Consigne a: Citez le passage de l'extrait sur Gabriel Matzneff compris entre « À ma grande » et « sans le juger.) », bornes incluses.

══ Extrait choisi ══

Page 150, une anecdote sans doute révélatrice dont s'est saisie Chantal Montellier pour écrire Dans la tête de Gabriel Matzneff.

À ma grande surprise, G. m'avoue que oui, il y a bien eu quelqu'un, une fois, quand il avait treize ans, un homme proche de la famille. Il n'y a aucun affect dans cette révélation. Pas la moindre émotion. (Et pas trace dans son oeuvre, cadeau dit-elle à celle qui peut l'entendre peut-être, sans le juger.)

Dans sa rencontre avec Nathalie, elles reviennent sur sa pathologie, quand il est avec des filles toutes jeunes, tu vois, il se sent comme un gamin de quatorze ans, c'est pour cette raison sans doute qu'il n'a pas conscience de faire quoi que ce soit de mal. (page 198)

═══

Consigne b: Veuillez mettre sous forme de tableau Markdown, avec les colonnes N° et Ligne, uniquement les lignes du listing situées entre celle qui contient « target: stone monument » et celle qui contient « task: segment each instance of the stone », incluses. Omettez les lignes vides.

══ Données à traiter ══

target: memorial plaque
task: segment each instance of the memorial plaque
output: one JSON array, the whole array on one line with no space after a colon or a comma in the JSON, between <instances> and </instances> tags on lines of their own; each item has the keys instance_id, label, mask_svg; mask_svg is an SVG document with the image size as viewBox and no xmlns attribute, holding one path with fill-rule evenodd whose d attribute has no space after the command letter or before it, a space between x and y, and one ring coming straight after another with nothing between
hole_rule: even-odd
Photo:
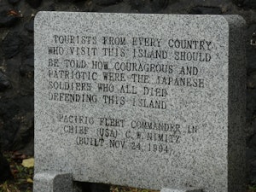
<instances>
[{"instance_id":1,"label":"memorial plaque","mask_svg":"<svg viewBox=\"0 0 256 192\"><path fill-rule=\"evenodd\" d=\"M244 191L237 15L40 12L35 173Z\"/></svg>"}]
</instances>

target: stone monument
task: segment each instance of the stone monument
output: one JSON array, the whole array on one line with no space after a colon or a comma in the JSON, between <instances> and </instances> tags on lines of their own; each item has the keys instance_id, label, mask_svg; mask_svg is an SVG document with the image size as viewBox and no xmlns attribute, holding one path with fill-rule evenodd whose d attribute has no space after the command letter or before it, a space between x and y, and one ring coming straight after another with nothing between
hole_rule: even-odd
<instances>
[{"instance_id":1,"label":"stone monument","mask_svg":"<svg viewBox=\"0 0 256 192\"><path fill-rule=\"evenodd\" d=\"M244 20L39 12L34 191L243 192Z\"/></svg>"}]
</instances>

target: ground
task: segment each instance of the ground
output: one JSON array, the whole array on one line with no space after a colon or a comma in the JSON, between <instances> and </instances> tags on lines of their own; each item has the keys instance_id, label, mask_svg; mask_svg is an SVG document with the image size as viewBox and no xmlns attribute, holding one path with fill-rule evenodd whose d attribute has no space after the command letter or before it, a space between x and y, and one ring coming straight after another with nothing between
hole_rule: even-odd
<instances>
[{"instance_id":1,"label":"ground","mask_svg":"<svg viewBox=\"0 0 256 192\"><path fill-rule=\"evenodd\" d=\"M32 192L33 165L29 165L32 157L18 152L5 152L3 155L10 163L14 179L0 184L0 192ZM22 163L23 162L23 163ZM26 162L26 163L25 163ZM31 166L31 167L29 167ZM158 192L155 190L111 186L110 192ZM256 192L256 185L247 187L247 192Z\"/></svg>"}]
</instances>

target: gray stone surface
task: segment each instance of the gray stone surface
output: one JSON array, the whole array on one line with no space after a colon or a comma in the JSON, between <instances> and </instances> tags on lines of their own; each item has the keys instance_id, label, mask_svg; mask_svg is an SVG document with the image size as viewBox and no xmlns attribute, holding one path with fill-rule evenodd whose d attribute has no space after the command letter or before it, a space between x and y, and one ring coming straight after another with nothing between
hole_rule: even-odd
<instances>
[{"instance_id":1,"label":"gray stone surface","mask_svg":"<svg viewBox=\"0 0 256 192\"><path fill-rule=\"evenodd\" d=\"M35 172L244 191L243 25L237 15L38 14Z\"/></svg>"},{"instance_id":2,"label":"gray stone surface","mask_svg":"<svg viewBox=\"0 0 256 192\"><path fill-rule=\"evenodd\" d=\"M164 188L161 189L160 192L202 192L202 190L195 188L186 188L186 189L178 189Z\"/></svg>"},{"instance_id":3,"label":"gray stone surface","mask_svg":"<svg viewBox=\"0 0 256 192\"><path fill-rule=\"evenodd\" d=\"M33 190L37 192L72 192L72 174L49 172L36 173Z\"/></svg>"}]
</instances>

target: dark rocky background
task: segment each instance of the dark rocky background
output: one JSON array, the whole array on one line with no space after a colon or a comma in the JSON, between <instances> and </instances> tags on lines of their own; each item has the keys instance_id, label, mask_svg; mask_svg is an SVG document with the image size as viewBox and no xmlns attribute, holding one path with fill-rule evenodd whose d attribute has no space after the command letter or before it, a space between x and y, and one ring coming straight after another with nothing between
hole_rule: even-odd
<instances>
[{"instance_id":1,"label":"dark rocky background","mask_svg":"<svg viewBox=\"0 0 256 192\"><path fill-rule=\"evenodd\" d=\"M247 21L247 174L256 183L256 0L0 0L0 147L33 154L33 20L38 11L231 15ZM9 177L0 152L0 182Z\"/></svg>"}]
</instances>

═══

Réponse attendue a:
À ma grande surprise, G. m'avoue que oui, il y a bien eu quelqu'un, une fois, quand il avait treize ans, un homme proche de la famille. Il n'y a aucun affect dans cette révélation. Pas la moindre émotion. (Et pas trace dans son oeuvre, cadeau dit-elle à celle qui peut l'entendre peut-être, sans le juger.)

Réponse attendue b:
| N° | Ligne |
|---|---|
| 1 | target: stone monument |
| 2 | task: segment each instance of the stone monument |